_Task objective:_ Repeat the records below in their entirety, exactly.

--------------------------------------------------

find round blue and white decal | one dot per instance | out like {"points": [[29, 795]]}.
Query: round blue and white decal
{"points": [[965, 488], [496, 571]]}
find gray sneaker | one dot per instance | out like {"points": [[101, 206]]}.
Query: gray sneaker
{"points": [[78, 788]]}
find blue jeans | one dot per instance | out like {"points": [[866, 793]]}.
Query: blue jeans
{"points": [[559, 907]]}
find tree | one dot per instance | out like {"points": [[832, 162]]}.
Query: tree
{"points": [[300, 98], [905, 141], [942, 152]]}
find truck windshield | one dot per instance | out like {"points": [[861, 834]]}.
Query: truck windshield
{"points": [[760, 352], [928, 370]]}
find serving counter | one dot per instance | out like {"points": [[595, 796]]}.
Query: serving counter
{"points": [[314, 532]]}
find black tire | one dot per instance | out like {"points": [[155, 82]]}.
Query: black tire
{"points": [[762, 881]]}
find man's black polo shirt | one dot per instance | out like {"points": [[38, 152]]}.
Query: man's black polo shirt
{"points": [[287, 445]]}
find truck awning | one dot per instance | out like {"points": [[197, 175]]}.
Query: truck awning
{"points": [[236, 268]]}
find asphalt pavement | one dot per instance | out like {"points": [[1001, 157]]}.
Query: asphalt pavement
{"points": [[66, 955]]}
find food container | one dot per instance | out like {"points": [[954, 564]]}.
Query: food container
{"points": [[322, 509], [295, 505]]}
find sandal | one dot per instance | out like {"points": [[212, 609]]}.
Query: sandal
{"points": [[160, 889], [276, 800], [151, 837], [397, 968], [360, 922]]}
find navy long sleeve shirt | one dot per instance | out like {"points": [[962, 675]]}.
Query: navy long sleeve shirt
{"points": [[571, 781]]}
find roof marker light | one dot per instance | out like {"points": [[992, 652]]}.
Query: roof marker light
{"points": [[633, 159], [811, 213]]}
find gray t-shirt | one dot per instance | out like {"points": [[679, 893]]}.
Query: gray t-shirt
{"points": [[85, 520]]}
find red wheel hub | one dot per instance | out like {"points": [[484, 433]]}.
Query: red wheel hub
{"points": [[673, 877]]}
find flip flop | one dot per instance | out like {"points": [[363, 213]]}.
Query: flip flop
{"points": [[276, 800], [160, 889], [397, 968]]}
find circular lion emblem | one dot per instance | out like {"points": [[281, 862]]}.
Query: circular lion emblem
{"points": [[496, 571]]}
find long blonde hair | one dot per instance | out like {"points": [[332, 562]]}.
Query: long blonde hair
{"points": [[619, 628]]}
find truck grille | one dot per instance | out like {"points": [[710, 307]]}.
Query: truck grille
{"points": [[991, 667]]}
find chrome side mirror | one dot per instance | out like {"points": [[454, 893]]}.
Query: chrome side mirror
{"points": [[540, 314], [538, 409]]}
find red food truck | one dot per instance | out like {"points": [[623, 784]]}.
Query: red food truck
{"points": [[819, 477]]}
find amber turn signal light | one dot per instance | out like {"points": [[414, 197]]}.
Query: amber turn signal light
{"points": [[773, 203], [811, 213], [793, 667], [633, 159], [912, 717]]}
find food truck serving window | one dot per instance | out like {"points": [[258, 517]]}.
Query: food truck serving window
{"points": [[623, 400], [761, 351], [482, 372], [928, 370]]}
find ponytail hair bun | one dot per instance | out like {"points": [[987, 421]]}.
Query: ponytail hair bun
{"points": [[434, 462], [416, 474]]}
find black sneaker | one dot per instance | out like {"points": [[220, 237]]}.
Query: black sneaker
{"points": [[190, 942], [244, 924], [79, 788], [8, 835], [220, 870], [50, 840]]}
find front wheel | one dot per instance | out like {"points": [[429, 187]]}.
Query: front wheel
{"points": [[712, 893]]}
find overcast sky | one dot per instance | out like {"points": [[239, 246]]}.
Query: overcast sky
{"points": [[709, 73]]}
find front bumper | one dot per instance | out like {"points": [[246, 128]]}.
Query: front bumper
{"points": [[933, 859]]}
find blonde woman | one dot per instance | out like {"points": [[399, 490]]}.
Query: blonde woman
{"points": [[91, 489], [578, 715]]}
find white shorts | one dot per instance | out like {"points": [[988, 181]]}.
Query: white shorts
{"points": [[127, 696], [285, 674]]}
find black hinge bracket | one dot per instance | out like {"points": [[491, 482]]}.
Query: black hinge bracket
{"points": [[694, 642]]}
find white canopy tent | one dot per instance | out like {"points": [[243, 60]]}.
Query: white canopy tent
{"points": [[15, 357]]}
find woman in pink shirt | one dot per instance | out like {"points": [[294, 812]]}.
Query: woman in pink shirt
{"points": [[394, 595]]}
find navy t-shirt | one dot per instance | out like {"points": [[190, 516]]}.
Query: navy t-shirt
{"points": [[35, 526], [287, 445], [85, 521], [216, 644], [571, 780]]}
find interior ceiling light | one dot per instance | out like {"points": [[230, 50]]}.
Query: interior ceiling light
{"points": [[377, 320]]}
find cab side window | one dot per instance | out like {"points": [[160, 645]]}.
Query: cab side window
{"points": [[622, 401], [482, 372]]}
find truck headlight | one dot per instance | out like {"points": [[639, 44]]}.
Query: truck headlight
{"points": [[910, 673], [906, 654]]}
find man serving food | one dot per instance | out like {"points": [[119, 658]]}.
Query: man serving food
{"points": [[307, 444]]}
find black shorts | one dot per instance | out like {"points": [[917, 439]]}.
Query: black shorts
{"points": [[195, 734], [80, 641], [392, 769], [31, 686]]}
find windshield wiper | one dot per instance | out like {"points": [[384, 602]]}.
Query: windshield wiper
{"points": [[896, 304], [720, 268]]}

--------------------------------------------------

_Answer box:_
find round blue and white decal | one dot per instance | out like {"points": [[29, 795]]}.
Query: round blue and white decal
{"points": [[965, 488], [496, 571]]}
find gray sneaker | one dot per instance | out like {"points": [[101, 206]]}.
Query: gray sneaker
{"points": [[78, 788]]}
find blue jeans | one dot per instance | out like {"points": [[866, 793]]}.
Query: blue jeans
{"points": [[559, 907]]}
find tree | one dot per instance | out like {"points": [[832, 162]]}.
Query: tree
{"points": [[300, 98], [905, 141], [942, 152]]}
find truck windshield | one dot per instance | out like {"points": [[861, 834]]}.
Query: truck windshield
{"points": [[760, 352], [928, 370]]}
find serving counter | one dot per instance | out like {"points": [[595, 796]]}.
Query: serving counter
{"points": [[314, 532]]}
find black tire | one dot per instance | out like {"points": [[155, 82]]}.
Query: black tire
{"points": [[762, 881]]}
find man's black polo shirt | one dot per instance | out like {"points": [[38, 152]]}.
Query: man's black polo shirt
{"points": [[287, 445]]}
find truck awning | one dot per instance | out like {"points": [[197, 175]]}.
Query: truck awning
{"points": [[236, 268]]}
find asphalt pavement | one dot per instance | out like {"points": [[1001, 157]]}.
Query: asphalt pavement
{"points": [[66, 955]]}
find food container | one dot per instance | out like {"points": [[954, 564]]}.
Query: food container
{"points": [[322, 509], [295, 505]]}
find sandal | one dot per instance | out like {"points": [[212, 609]]}.
Query: sandal
{"points": [[160, 889], [276, 800], [151, 837], [397, 968], [360, 922]]}
find navy long sleeve shirt | one dot per instance | out like {"points": [[962, 675]]}.
Query: navy long sleeve shirt
{"points": [[571, 781]]}
find roof marker light | one dot per instance | out like {"points": [[992, 652]]}.
Query: roof marker light
{"points": [[633, 159], [811, 213]]}
find gray t-shirt | one dot per instance | out like {"points": [[679, 893]]}.
Query: gray t-shirt
{"points": [[85, 520]]}
find red wheel hub | one dot per instance | out like {"points": [[484, 433]]}.
Query: red wheel hub
{"points": [[673, 877]]}
find flip flop | one dot per instance | out like {"points": [[363, 213]]}.
Query: flip flop
{"points": [[276, 800], [160, 889], [397, 968]]}
find circular lion emblem | one dot per instance | out like {"points": [[281, 862]]}.
Query: circular lion emblem
{"points": [[496, 571]]}
find long blonde hair | one dot per instance | out like {"points": [[332, 562]]}.
Query: long blonde hair
{"points": [[619, 628]]}
find truck grille | one dot per instance | out like {"points": [[710, 307]]}.
Query: truck grille
{"points": [[991, 667]]}
find chrome side mirror | one dot per instance | out like {"points": [[454, 893]]}.
Query: chrome side mirror
{"points": [[540, 314], [538, 409]]}
find red food truck | one dot per instance | out like {"points": [[623, 784]]}.
Query: red food truck
{"points": [[819, 477]]}
find amber turn signal light | one dot per instance | out like {"points": [[414, 197]]}.
Query: amber turn signal light
{"points": [[773, 203], [811, 213], [793, 667], [633, 159], [912, 717]]}
find food truck serving window | one dot per instance | out like {"points": [[258, 517]]}.
Query: food truck serving window
{"points": [[623, 400], [761, 351], [482, 372], [928, 370]]}
find ponytail hair bun | one dot per instance | out like {"points": [[987, 421]]}.
Query: ponytail hair bun
{"points": [[434, 462], [416, 474]]}
find black sneaker | one dot per instance | out like {"points": [[220, 237]]}.
Query: black sneaker
{"points": [[190, 942], [244, 924], [79, 788], [8, 835], [220, 870], [50, 840]]}
find front wheel | one dot per instance | out like {"points": [[429, 187]]}.
Query: front wheel
{"points": [[712, 893]]}
find overcast sky | one dot per instance | out like {"points": [[239, 246]]}.
Query: overcast sky
{"points": [[709, 73]]}
find front bumper | one dot per instance | out like {"points": [[246, 128]]}.
Query: front bumper
{"points": [[933, 859]]}
find blonde woman | one dot per instance | out like {"points": [[399, 490]]}.
Query: blonde woman
{"points": [[91, 489], [578, 715]]}
find white shorts | one dot per instance | out like {"points": [[988, 181]]}.
Query: white shorts
{"points": [[127, 696], [285, 674]]}
find black hinge bracket | one dot per instance | out like {"points": [[491, 482]]}.
Query: black hinge bracket
{"points": [[694, 642]]}
find white canopy tent | one dot per instance | out like {"points": [[243, 60]]}.
Query: white canopy tent
{"points": [[15, 357]]}
find woman in pink shirt | one dot per instance | out like {"points": [[294, 812]]}.
Query: woman in pink shirt
{"points": [[394, 595]]}
find navy t-shirt | one dot per instance | out like {"points": [[190, 516]]}.
Query: navy t-shirt
{"points": [[35, 526], [287, 445], [85, 521], [216, 644], [571, 780]]}
find interior ceiling light | one dot per instance | out like {"points": [[230, 50]]}.
Query: interior ceiling light
{"points": [[377, 320]]}
find cab side window | one dot per instance | out like {"points": [[160, 645]]}.
Query: cab side window
{"points": [[622, 401], [482, 372]]}
find truck headlight | one dot per instance | out like {"points": [[639, 44]]}.
Query: truck headlight
{"points": [[910, 673], [906, 654]]}
find man serving food | one dot per instance | out like {"points": [[119, 658]]}.
Query: man serving food
{"points": [[307, 444]]}
find black shorts | one dot per instance | out like {"points": [[917, 439]]}.
Query: black shorts
{"points": [[195, 734], [80, 641], [392, 769], [31, 686]]}
find windshield wiper | one dot per instance | out like {"points": [[384, 602]]}.
Query: windshield wiper
{"points": [[896, 304], [720, 268]]}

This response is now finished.